INSTRUCTIONS FOR THE TASK
Copy each record exactly as it reads, leaving out any pictures it holds.

EXERCISE MATERIALS
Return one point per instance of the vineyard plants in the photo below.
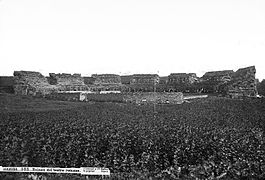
(212, 138)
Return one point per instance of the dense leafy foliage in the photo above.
(212, 138)
(261, 87)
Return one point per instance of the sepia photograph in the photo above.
(132, 90)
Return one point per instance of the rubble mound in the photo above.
(32, 83)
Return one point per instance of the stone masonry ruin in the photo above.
(229, 83)
(32, 83)
(68, 82)
(243, 83)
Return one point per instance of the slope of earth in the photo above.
(211, 138)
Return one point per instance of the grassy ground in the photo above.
(211, 138)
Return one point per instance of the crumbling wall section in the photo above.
(243, 83)
(68, 82)
(7, 84)
(32, 83)
(106, 79)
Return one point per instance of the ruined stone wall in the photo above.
(243, 83)
(217, 75)
(67, 79)
(182, 78)
(89, 80)
(126, 79)
(7, 84)
(144, 79)
(31, 83)
(106, 79)
(68, 82)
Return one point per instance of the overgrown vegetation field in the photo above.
(212, 138)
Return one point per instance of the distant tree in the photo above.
(261, 87)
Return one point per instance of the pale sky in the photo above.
(131, 36)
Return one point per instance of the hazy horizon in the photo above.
(131, 37)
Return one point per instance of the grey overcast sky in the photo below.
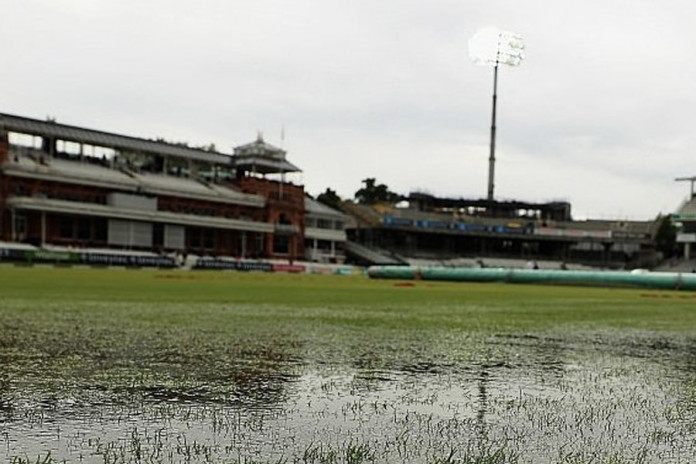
(601, 113)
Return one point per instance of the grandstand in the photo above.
(483, 232)
(78, 188)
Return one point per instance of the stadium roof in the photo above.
(41, 128)
(263, 158)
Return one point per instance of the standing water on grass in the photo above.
(499, 398)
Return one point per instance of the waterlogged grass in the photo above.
(168, 367)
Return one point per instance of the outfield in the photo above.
(491, 367)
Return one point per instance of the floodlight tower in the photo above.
(493, 47)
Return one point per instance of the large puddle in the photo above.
(529, 398)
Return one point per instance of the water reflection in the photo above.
(533, 397)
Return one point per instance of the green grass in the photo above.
(544, 360)
(179, 298)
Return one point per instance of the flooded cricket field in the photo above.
(304, 390)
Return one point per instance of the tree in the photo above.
(373, 193)
(329, 198)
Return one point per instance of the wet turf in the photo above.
(161, 366)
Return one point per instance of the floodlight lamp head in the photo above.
(491, 47)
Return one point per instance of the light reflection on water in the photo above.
(537, 400)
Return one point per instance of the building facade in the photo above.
(69, 186)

RESULT OF THE TASK
Return one point per instance of the vineyard plants in the photo below.
(212, 138)
Return one point per instance of the dense leafy foliage in the photo above.
(212, 138)
(261, 87)
Return one point per instance of the sepia photograph in the photo above.
(132, 90)
Return one point per instance of the rubble mound in the photo above.
(32, 83)
Return one point per instance of the stone masonry ruin in the photo above.
(229, 83)
(32, 83)
(68, 82)
(243, 83)
Return one point per instance of the slope of earth in the photo above.
(211, 138)
Return one point per instance of the grassy ground in the photo above.
(211, 138)
Return one point per instance of the crumbling wall section in the photo above.
(243, 83)
(68, 82)
(7, 84)
(32, 83)
(106, 79)
Return one point per instance of the ruined stone wall in the photo above.
(243, 83)
(217, 75)
(67, 79)
(182, 78)
(89, 80)
(126, 79)
(7, 84)
(144, 79)
(31, 83)
(106, 79)
(68, 82)
Return one point per instance of the overgrown vegetation field in the photo above.
(212, 138)
Return one point per instance of the distant tree in the photo above.
(261, 87)
Return one point per instance of the pale sky in the photo above.
(131, 36)
Return one point per instance of the hazy horizon in the photo above.
(131, 37)
Return one point per instance of the grey overcast sky in the photo below.
(601, 113)
Return one point per instance of the grandstand in the photo above.
(483, 232)
(78, 188)
Return one point per instance of the stadium roof in the photo above.
(41, 128)
(263, 158)
Return one point per instance of the standing water on grass in the photo above.
(499, 398)
Return one point per instance of the waterlogged grass in the photo above.
(168, 367)
Return one point per instance of the outfield in the photo above.
(491, 367)
Return one point per instance of the floodlight tower in the photo above.
(493, 47)
Return one point per instance of the large puddle in the photo above.
(529, 398)
Return one point per instance of the water reflection in the photo above.
(533, 397)
Return one point per instance of the green grass in the photo above.
(544, 360)
(179, 298)
Return one point per instance of the flooded cricket field in the photo above.
(304, 390)
Return one point per instance of the tree in the photo above.
(373, 193)
(329, 198)
Return one point per instance of the wet turf in the photo above.
(161, 366)
Return one point per instance of the floodlight lamp head in the photo above.
(491, 47)
Return one point per instance of the light reflection on water in the photo above.
(537, 400)
Return one point per instance of the building facade in the photo above.
(69, 186)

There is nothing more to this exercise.